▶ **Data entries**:
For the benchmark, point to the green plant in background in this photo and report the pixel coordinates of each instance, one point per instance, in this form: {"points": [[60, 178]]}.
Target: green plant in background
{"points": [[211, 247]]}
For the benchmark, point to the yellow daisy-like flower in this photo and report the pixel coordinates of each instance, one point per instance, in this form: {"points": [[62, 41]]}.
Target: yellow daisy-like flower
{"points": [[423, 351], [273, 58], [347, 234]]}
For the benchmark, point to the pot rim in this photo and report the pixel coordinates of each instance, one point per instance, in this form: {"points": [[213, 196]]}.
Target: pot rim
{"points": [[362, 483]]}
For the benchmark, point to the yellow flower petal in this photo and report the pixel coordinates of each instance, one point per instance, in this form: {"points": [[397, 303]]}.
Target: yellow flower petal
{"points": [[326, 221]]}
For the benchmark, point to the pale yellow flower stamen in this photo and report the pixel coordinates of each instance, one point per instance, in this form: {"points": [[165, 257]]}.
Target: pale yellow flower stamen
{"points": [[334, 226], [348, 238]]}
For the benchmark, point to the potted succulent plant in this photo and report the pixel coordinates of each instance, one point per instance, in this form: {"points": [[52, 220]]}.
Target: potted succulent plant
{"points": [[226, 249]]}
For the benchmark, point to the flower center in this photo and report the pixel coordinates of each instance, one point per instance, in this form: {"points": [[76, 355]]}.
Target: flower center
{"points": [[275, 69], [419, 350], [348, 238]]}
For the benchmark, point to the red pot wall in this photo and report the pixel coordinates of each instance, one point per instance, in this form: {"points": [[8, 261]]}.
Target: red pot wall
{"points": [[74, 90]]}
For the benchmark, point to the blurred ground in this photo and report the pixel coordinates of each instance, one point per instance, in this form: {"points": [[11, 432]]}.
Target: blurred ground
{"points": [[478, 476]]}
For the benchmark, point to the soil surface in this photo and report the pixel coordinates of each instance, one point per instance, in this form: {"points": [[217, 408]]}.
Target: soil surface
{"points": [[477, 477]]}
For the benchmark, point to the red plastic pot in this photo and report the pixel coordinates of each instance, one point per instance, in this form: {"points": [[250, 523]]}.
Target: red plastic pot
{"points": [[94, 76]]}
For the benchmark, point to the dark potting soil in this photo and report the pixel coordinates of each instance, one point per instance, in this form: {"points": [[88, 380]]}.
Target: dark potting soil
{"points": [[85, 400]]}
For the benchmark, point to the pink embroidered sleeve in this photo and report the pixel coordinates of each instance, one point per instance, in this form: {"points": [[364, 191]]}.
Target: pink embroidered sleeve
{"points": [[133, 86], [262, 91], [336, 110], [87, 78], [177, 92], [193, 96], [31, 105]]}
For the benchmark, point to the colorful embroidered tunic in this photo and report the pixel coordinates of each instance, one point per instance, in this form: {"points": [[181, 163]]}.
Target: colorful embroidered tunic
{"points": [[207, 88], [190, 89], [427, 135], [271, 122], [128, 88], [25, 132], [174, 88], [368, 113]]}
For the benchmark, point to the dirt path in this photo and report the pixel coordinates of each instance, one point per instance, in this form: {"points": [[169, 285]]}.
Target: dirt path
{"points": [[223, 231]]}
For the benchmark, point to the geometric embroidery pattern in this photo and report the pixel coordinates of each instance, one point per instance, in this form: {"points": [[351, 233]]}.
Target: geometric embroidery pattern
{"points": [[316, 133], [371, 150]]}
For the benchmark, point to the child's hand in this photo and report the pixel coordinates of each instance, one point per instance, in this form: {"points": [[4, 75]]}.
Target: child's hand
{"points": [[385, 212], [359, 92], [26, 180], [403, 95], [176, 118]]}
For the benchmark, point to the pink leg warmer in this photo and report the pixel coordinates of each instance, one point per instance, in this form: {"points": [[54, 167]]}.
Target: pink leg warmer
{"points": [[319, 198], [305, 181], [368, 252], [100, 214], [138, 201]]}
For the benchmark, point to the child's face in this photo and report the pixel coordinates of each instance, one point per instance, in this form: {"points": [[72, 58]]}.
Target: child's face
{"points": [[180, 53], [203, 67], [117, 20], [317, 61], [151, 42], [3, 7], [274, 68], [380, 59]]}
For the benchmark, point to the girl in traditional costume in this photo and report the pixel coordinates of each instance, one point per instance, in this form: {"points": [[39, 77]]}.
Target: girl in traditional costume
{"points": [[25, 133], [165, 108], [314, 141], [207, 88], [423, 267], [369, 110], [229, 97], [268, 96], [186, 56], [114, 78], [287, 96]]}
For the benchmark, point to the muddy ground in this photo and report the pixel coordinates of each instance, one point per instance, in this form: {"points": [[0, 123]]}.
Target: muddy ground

▶ **WRITTEN TASK**:
Return all of the data exactly as it reads.

▶ **SOLUTION TO THIS EXERCISE**:
For the benchmark, point to the green plant in background in this photo and report the pixel coordinates of each instance, one point per instance, in this form: {"points": [[60, 178]]}.
Target: green plant in background
{"points": [[211, 247]]}
For the benchmark, point to the yellow daisy-like flower in this photo and report the pixel coordinates of each instance, one point per instance, in this form: {"points": [[62, 41]]}.
Target: yellow daisy-like flower
{"points": [[423, 351], [273, 58], [347, 234]]}
For the benchmark, point to the pot rim in this photo and report the pixel coordinates of each instance, one point per instance, in this form: {"points": [[213, 196]]}.
Target: pot rim
{"points": [[362, 483]]}
For the benchmark, point to the yellow flower petal in this photo and report the pixel coordinates of each instance, one point per instance, in this form: {"points": [[397, 303]]}.
Target: yellow flower petal
{"points": [[326, 221]]}
For the benchmark, point to the pale yellow flower stamen in this photo and report the pixel coordinates of each instance, one point per instance, in this form: {"points": [[165, 257]]}.
Target: pale yellow flower stamen
{"points": [[334, 226], [348, 238]]}
For the benchmark, point to the potted succulent plant in this photo and report the pixel coordinates of each instance, one point per instance, in this form: {"points": [[52, 220]]}.
Target: potted succulent plant
{"points": [[226, 249]]}
For the benchmark, point to the flower center in this photo and report the pixel coordinates of each instance, one point per instance, in this form: {"points": [[76, 355]]}.
Target: flower center
{"points": [[275, 69], [419, 350], [348, 238]]}
For the benchmark, point to the red pot wall in this photo and report the pixel coordinates of each instance, one point per instance, in this form: {"points": [[8, 261]]}.
Target: red pot wall
{"points": [[74, 90]]}
For the benchmark, point to the blurred ground in this photo and report the pixel coordinates of each instance, one point per instance, in this form: {"points": [[11, 432]]}.
Target: blurred ground
{"points": [[478, 476]]}
For the benchmark, point to the soil surface in this photo and report the pixel coordinates of each instance, one point per instance, in this form: {"points": [[217, 408]]}.
Target: soil surface
{"points": [[477, 477]]}
For the benchmark, point to the red plastic pot in this photo and report the pixel coordinates of each instance, one point per instance, in this form: {"points": [[250, 523]]}.
Target: red plastic pot
{"points": [[94, 76]]}
For the benchmark, point to the dark potting soil in this photo and report the pixel coordinates of each instance, one point per instance, in this form: {"points": [[88, 380]]}.
Target: dark potting soil
{"points": [[85, 400]]}
For the benchmark, point to the pink embroidered sleeve in this photo and report the pixel coordinates of each instance, one point per instance, in this form: {"points": [[364, 191]]}.
Target: pink embroidered sleeve
{"points": [[133, 86], [262, 91], [336, 110], [87, 78], [177, 92], [193, 96], [31, 105]]}
For the benchmark, point to the colorful embroidered tunic in this photo and report the pixel coordinates of each instance, one point per instance, in this form: {"points": [[181, 163]]}.
Target: colorful embroidered tunic
{"points": [[207, 88], [190, 89], [427, 135], [271, 122], [128, 88], [25, 132], [174, 88], [368, 113]]}
For the benchmark, point to the dirt path in this photo and report the pixel coordinates of each instance, one point per instance, in this form: {"points": [[169, 285]]}.
Target: dirt path
{"points": [[223, 231]]}
For the benchmark, point to the geometric embroidery pattern in this photo and report the pixel coordinates of each instance, one point per instance, in this form: {"points": [[351, 233]]}.
Target: geometric embroidery pattern
{"points": [[316, 133], [371, 150]]}
For the benchmark, point to the child's hand in this photo and report the pixel coordinates of each instance, one point per instance, in this form: {"points": [[4, 75]]}.
Target: child's hand
{"points": [[385, 212], [359, 92], [26, 180], [403, 95], [176, 118]]}
For the benchmark, point to the pink leg warmer in this photo and report the pixel coordinates of each instance, one point per instance, in this form: {"points": [[54, 167]]}.
Target: pink leg warmer
{"points": [[319, 198], [305, 181], [368, 252], [100, 214], [138, 201]]}
For the benchmark, point to the child's face in this photo and report the pixel coordinates of each instance, one point per instance, in this form: {"points": [[72, 58]]}.
Target: child's face
{"points": [[180, 53], [203, 67], [117, 20], [317, 61], [151, 42], [3, 7], [274, 68], [380, 59]]}
For the benchmark, point to the girl in traditional costume in this photo and report the pixel coordinates of each instance, one point per instance, in this form: {"points": [[39, 77]]}.
Target: girl in traditional costume
{"points": [[25, 133], [165, 108], [314, 141], [207, 88], [423, 267], [369, 110], [229, 97], [268, 96], [186, 56], [114, 78], [287, 96]]}
For the benchmark, point to the muddy ground in this photo and report the pixel coordinates of each instance, one point per instance, in this form: {"points": [[0, 123]]}.
Target: muddy ground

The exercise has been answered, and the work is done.